- [Excerpt]
** Begin **
Kinda like it. Looks like a Nintendo DS to me :) Could be a productivity power house in a nice compact form factor. I'm not the guy that checks his phone every 15 mins. but when I"m on a train for a bit, something like this would be amazing. My question would be if it houses the stylus somewhere? Wouldn't want to carry that around separately. Price is pretty steep, but about the same as an iPhone 11 Pro Max with storage option, still one hell of a luxury purchase, not sure how reasonable this will be these days. Has to be top build quality and pretty much flawless though.


I like it too, but with that price, I'm definitely not a target group. It's a nerdy device with a luxury price.


I feels like that format is not that different from what the LG Dual Screen™ for LG G8X ThinQ would offer. A dual screen case, it could have some nice use cases with the proper hardware but difficult to justify the price


Not sure if The Verge have just screwed up the gif, but this looks painfully slow here: https://cdn.vox-cdn.com/thumbor/wJ90NeII7udsc85i4mlHznodfmQ=...


Even with so low FPS count and quality it's size is 5MB. People should stop using GIF for videos.


Could be screen recording slowing it down, plus the low FPS makes the animation look janky. (Just a guess.)


Looks like my pixel3a. Modern software at its finest.


That’s how it usually works on android.


I love the looks of this phone and I think I could make use of the features, but I'm not $1400-curious. I guess I'm cheap, but I'll be fine with a Pixel 4a at $350.


Yes, $1400 for a phone based on the concept that might be unusable in practice is quite a high price tag. Also, we all know how much Microsoft paid attention to device updating in the past. If this is not a huge commercial success (and it won’t), this will be forgotten in 18 months by MS.


I have a Pixel 2 XL and until the battery starts failing or they stop updating the software it's hard to see much reason to upgrade. It used to be really noticeable every time you got a new phone how much faster it was but I think that's kind of plateaued if you don't use your phone for anything too exotic.


I'm on the same phone and if I wouldn't have kids I'd agree, but the dropped frames on video recording and lack of optical zoom make me eyeing the new Xiaomi Mi 10 Ultra if they decide to make it available in Europe.
** End **
- [Problem 1] Reproduce the comment thread above word for word, from its first line to its last.

- [Data]
** Begin **
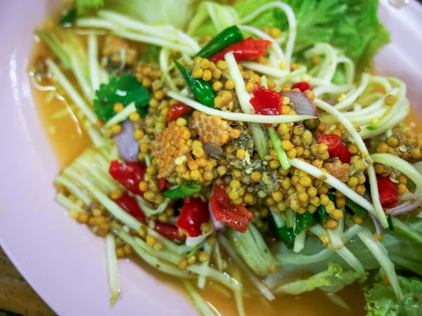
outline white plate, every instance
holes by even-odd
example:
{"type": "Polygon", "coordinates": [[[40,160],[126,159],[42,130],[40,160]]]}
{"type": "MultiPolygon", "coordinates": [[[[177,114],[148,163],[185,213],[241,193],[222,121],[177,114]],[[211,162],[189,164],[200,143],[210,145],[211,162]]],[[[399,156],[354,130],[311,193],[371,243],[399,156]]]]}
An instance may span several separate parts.
{"type": "MultiPolygon", "coordinates": [[[[60,316],[196,315],[184,296],[120,261],[122,294],[109,308],[104,244],[54,202],[58,169],[39,122],[25,69],[32,34],[46,0],[2,0],[0,11],[0,244],[35,291],[60,316]]],[[[383,0],[392,44],[377,57],[383,75],[422,96],[422,8],[383,0]]]]}

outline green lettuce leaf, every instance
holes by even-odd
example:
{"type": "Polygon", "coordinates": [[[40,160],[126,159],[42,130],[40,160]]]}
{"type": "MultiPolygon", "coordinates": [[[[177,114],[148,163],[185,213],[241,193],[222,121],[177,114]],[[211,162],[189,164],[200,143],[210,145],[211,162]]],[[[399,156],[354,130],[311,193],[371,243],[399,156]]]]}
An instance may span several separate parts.
{"type": "Polygon", "coordinates": [[[76,0],[75,7],[78,14],[96,10],[104,6],[104,0],[76,0]]]}
{"type": "Polygon", "coordinates": [[[345,271],[340,265],[330,263],[327,270],[307,279],[283,284],[276,289],[275,293],[298,295],[317,288],[333,293],[341,290],[346,285],[365,278],[366,275],[362,277],[355,271],[345,271]]]}
{"type": "MultiPolygon", "coordinates": [[[[242,18],[272,1],[245,0],[237,3],[235,8],[242,18]]],[[[317,43],[330,43],[356,62],[359,74],[372,65],[375,53],[390,41],[388,32],[377,17],[378,0],[284,2],[291,6],[298,21],[296,53],[317,43]]],[[[288,29],[286,15],[279,9],[263,13],[250,25],[288,29]]]]}
{"type": "Polygon", "coordinates": [[[171,25],[183,29],[192,18],[196,2],[196,0],[106,0],[106,6],[146,23],[171,25]]]}
{"type": "Polygon", "coordinates": [[[394,291],[381,277],[370,289],[366,289],[366,310],[368,316],[422,315],[422,282],[416,278],[399,277],[404,298],[397,300],[394,291]]]}

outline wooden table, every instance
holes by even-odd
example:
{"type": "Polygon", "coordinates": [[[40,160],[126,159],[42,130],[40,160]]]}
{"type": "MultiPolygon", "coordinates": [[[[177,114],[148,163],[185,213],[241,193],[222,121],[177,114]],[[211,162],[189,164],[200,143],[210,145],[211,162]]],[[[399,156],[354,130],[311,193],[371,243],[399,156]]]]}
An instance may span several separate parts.
{"type": "Polygon", "coordinates": [[[0,248],[0,316],[54,316],[0,248]]]}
** End **
- [Problem 2] Convert the records, from the line holding "outline wooden table, every instance" through the end of the records, both included, into a two-column CSV with the columns request and answer. Give one row for each request, put each field in double quotes, and replace any line breaks inside a field with spaces.

- [Task output 1]
Kinda like it. Looks like a Nintendo DS to me :) Could be a productivity power house in a nice compact form factor. I'm not the guy that checks his phone every 15 mins. but when I"m on a train for a bit, something like this would be amazing. My question would be if it houses the stylus somewhere? Wouldn't want to carry that around separately. Price is pretty steep, but about the same as an iPhone 11 Pro Max with storage option, still one hell of a luxury purchase, not sure how reasonable this will be these days. Has to be top build quality and pretty much flawless though.


I like it too, but with that price, I'm definitely not a target group. It's a nerdy device with a luxury price.


I feels like that format is not that different from what the LG Dual Screen™ for LG G8X ThinQ would offer. A dual screen case, it could have some nice use cases with the proper hardware but difficult to justify the price


Not sure if The Verge have just screwed up the gif, but this looks painfully slow here: https://cdn.vox-cdn.com/thumbor/wJ90NeII7udsc85i4mlHznodfmQ=...


Even with so low FPS count and quality it's size is 5MB. People should stop using GIF for videos.


Could be screen recording slowing it down, plus the low FPS makes the animation look janky. (Just a guess.)


Looks like my pixel3a. Modern software at its finest.


That’s how it usually works on android.


I love the looks of this phone and I think I could make use of the features, but I'm not $1400-curious. I guess I'm cheap, but I'll be fine with a Pixel 4a at $350.


Yes, $1400 for a phone based on the concept that might be unusable in practice is quite a high price tag. Also, we all know how much Microsoft paid attention to device updating in the past. If this is not a huge commercial success (and it won’t), this will be forgotten in 18 months by MS.


I have a Pixel 2 XL and until the battery starts failing or they stop updating the software it's hard to see much reason to upgrade. It used to be really noticeable every time you got a new phone how much faster it was but I think that's kind of plateaued if you don't use your phone for anything too exotic.


I'm on the same phone and if I wouldn't have kids I'd agree, but the dropped frames on video recording and lack of optical zoom make me eyeing the new Xiaomi Mi 10 Ultra if they decide to make it available in Europe.

- [Task output 2]
request,answer
"outline wooden table, every instance holes by even-odd example: {""type"": ""Polygon"", ""coordinates"": [[[40,160],[126,159],[42,130],[40,160]]]} {""type"": ""MultiPolygon"", ""coordinates"": [[[[177,114],[148,163],[185,213],[241,193],[222,121],[177,114]],[[211,162],[189,164],[200,143],[210,145],[211,162]]],[[[399,156],[354,130],[311,193],[371,243],[399,156]]]]} An instance may span several separate parts.","{""type"": ""Polygon"", ""coordinates"": [[[0,248],[0,316],[54,316],[0,248]]]}"